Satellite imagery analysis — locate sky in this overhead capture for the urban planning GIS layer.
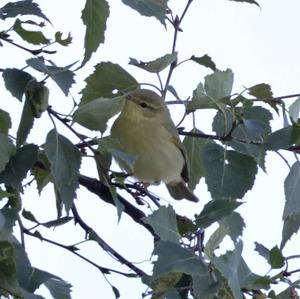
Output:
[0,0,300,299]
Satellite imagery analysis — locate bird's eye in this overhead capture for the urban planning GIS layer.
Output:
[140,102,148,108]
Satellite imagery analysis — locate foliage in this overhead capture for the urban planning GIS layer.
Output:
[0,0,300,299]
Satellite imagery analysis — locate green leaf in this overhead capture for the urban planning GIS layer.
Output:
[186,83,218,113]
[196,199,242,229]
[191,54,217,71]
[289,97,300,123]
[81,62,138,104]
[187,69,233,113]
[55,31,72,47]
[41,216,73,228]
[219,212,245,243]
[204,69,233,102]
[0,0,51,23]
[232,107,273,141]
[22,209,39,223]
[122,0,168,25]
[283,162,300,220]
[26,58,75,96]
[212,241,243,299]
[73,97,123,133]
[0,133,16,173]
[2,69,33,101]
[254,242,270,260]
[0,241,20,296]
[204,212,245,258]
[16,91,34,147]
[183,129,206,190]
[0,109,11,135]
[153,241,209,278]
[81,0,109,66]
[202,144,257,199]
[212,109,235,136]
[280,213,300,249]
[45,130,81,212]
[0,144,38,192]
[143,206,180,243]
[248,83,273,98]
[13,19,50,45]
[129,52,177,73]
[269,246,284,269]
[265,126,300,151]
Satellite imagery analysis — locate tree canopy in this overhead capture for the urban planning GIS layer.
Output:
[0,0,300,299]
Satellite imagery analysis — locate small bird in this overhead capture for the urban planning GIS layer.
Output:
[111,89,198,202]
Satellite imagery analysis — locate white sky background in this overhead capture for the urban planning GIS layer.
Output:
[0,0,300,299]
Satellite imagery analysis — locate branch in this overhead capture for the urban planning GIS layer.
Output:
[0,34,56,55]
[162,0,193,98]
[79,175,157,238]
[72,204,147,277]
[23,228,133,277]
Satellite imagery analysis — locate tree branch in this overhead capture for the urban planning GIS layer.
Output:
[79,175,157,238]
[72,204,147,277]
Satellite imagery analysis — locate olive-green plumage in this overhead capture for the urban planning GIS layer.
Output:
[111,89,198,202]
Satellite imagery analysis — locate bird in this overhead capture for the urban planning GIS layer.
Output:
[111,88,198,202]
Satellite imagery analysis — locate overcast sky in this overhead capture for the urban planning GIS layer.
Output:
[0,0,300,299]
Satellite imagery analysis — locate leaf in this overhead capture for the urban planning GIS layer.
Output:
[289,97,300,123]
[73,97,123,133]
[16,91,34,147]
[80,62,138,104]
[248,83,273,98]
[22,209,39,223]
[186,83,218,113]
[204,69,233,102]
[183,129,207,190]
[153,241,209,279]
[0,241,20,296]
[191,54,217,71]
[81,0,109,66]
[265,126,300,151]
[0,133,16,173]
[26,58,75,96]
[269,246,284,269]
[196,199,242,229]
[55,31,72,47]
[219,212,245,243]
[129,52,177,73]
[202,144,257,199]
[0,0,51,23]
[45,130,81,212]
[232,107,273,141]
[122,0,168,25]
[204,212,245,258]
[41,216,73,228]
[280,213,300,249]
[187,69,233,113]
[2,69,33,101]
[254,242,270,260]
[13,19,50,45]
[0,109,11,135]
[143,206,180,243]
[0,144,38,192]
[230,0,260,7]
[212,241,243,299]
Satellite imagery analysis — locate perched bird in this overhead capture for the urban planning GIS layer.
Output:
[111,89,198,202]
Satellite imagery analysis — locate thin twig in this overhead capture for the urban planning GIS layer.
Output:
[162,0,193,98]
[72,204,147,277]
[23,228,134,277]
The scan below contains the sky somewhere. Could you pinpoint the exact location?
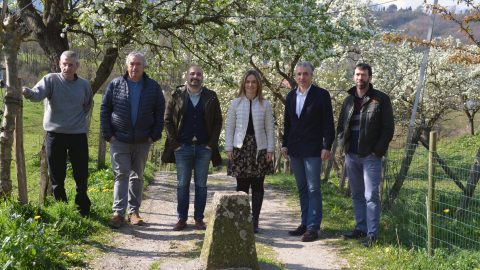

*Given instruction*:
Turn all of the records above into a Markdown table with two columns, Row and Line, giving each non-blank line its own numbered row. Leave the pictures out.

*Written reply*:
| Row | Line |
|---|---|
| 1 | Satellite imagery analysis — locate sky in this overhead capture for the urban planning GIS layer. |
| 2 | Output: |
| 3 | [0,0,300,299] |
| 4 | Satellite imagery analysis — locate bird's eye in this overhead capture for the urban planning GIS layer. |
| 5 | Output: |
| 6 | [140,102,148,108] |
| 7 | Satellite imagery analysis — locate foliage in this overhead capture for the urban planning GIS layer. |
| 8 | Output: |
| 9 | [0,0,300,299] |
| 10 | Satellite imagery analysis — locate green leaf in this overhead capture for the urban planning GIS layer. |
| 11 | Output: |
| 12 | [186,83,218,113] |
| 13 | [196,199,242,229] |
| 14 | [191,54,217,71] |
| 15 | [289,97,300,123] |
| 16 | [81,62,138,104] |
| 17 | [187,69,233,113] |
| 18 | [55,31,72,47] |
| 19 | [41,216,73,228] |
| 20 | [219,212,245,243] |
| 21 | [204,69,233,102] |
| 22 | [0,0,51,23] |
| 23 | [232,107,273,141] |
| 24 | [22,209,39,223] |
| 25 | [122,0,168,25] |
| 26 | [283,162,300,220] |
| 27 | [26,58,75,96] |
| 28 | [212,241,243,299] |
| 29 | [73,97,123,133] |
| 30 | [0,133,16,173] |
| 31 | [2,69,33,101] |
| 32 | [254,242,270,260] |
| 33 | [0,241,20,296] |
| 34 | [204,212,245,258] |
| 35 | [16,91,34,147] |
| 36 | [183,129,206,190] |
| 37 | [0,109,11,135] |
| 38 | [153,241,209,278] |
| 39 | [81,0,109,66] |
| 40 | [202,144,257,199] |
| 41 | [212,109,235,136] |
| 42 | [280,213,300,249] |
| 43 | [45,130,81,212] |
| 44 | [0,144,38,192] |
| 45 | [143,206,180,243] |
| 46 | [248,83,273,98] |
| 47 | [13,19,50,45] |
| 48 | [129,52,177,73] |
| 49 | [269,246,284,269] |
| 50 | [265,126,300,151] |
| 51 | Satellite imagery analysis — locate tree canopy in this overhead capture for the urban planning GIS layer. |
| 52 | Output: |
| 53 | [0,0,300,299] |
| 54 | Satellite imagery analysis — locate small bird in this overhead capture for the urban planning GIS layer. |
| 55 | Output: |
| 56 | [111,89,198,202] |
| 57 | Satellite imagery analysis — locate white sky background in this overhead capture for the urban planning GIS layer. |
| 58 | Output: |
| 59 | [0,0,300,299] |
| 60 | Satellite imagery analysis — locate branch in this overhead capture for the urban planning GIS layer. |
| 61 | Output: |
| 62 | [0,34,56,55] |
| 63 | [162,0,193,98] |
| 64 | [79,175,157,238] |
| 65 | [72,204,147,277] |
| 66 | [23,228,133,277] |
| 67 | Satellite imagery analysis — locate tree branch in this overhead capture for the urban planning GIS layer. |
| 68 | Output: |
| 69 | [79,175,157,238] |
| 70 | [72,204,147,277] |
| 71 | Satellite imagery analysis — locate olive-green plumage in this overhead capture for the urban planning GIS layer. |
| 72 | Output: |
| 73 | [111,89,198,202] |
| 74 | Satellite imagery analysis — locate bird in this overhead capture for the urban planning GIS layer. |
| 75 | Output: |
| 76 | [111,88,198,202] |
| 77 | Satellite imagery analysis — locate overcast sky in this overhead capture for the urban planning GIS layer. |
| 78 | Output: |
| 79 | [0,0,300,299] |
| 80 | Satellite imagery analysis — locate leaf in this overhead capture for the urban planning GIS layer. |
| 81 | Output: |
| 82 | [289,97,300,123] |
| 83 | [73,97,123,133] |
| 84 | [16,91,34,147] |
| 85 | [80,62,138,104] |
| 86 | [248,83,273,98] |
| 87 | [22,209,39,223] |
| 88 | [186,83,218,113] |
| 89 | [204,69,233,102] |
| 90 | [183,129,207,190] |
| 91 | [153,241,209,279] |
| 92 | [0,241,20,296] |
| 93 | [191,54,217,71] |
| 94 | [81,0,109,66] |
| 95 | [265,126,300,151] |
| 96 | [0,133,16,173] |
| 97 | [26,58,75,96] |
| 98 | [269,246,284,269] |
| 99 | [196,199,242,229] |
| 100 | [55,31,72,47] |
| 101 | [219,212,245,243] |
| 102 | [129,52,177,73] |
| 103 | [202,144,257,199] |
| 104 | [0,0,51,23] |
| 105 | [45,130,81,212] |
| 106 | [232,107,273,141] |
| 107 | [122,0,168,25] |
| 108 | [204,212,245,258] |
| 109 | [41,216,73,228] |
| 110 | [280,213,300,249] |
| 111 | [187,69,233,113] |
| 112 | [2,69,33,101] |
| 113 | [254,242,270,260] |
| 114 | [13,19,50,45] |
| 115 | [0,109,11,135] |
| 116 | [143,206,180,243] |
| 117 | [0,144,38,192] |
| 118 | [230,0,260,7] |
| 119 | [212,241,243,299] |
| 120 | Satellite imagery analysis — locate perched bird in this overhead capture for the urban planning GIS layer. |
| 121 | Output: |
| 122 | [111,89,198,202] |
| 123 | Satellite imagery analysis — locate thin twig in this overhead capture for the urban planning GIS layer. |
| 124 | Output: |
| 125 | [162,0,193,98] |
| 126 | [72,204,147,277] |
| 127 | [23,228,134,277] |
| 128 | The scan below contains the sky somewhere. Could you pinpoint the exact location? |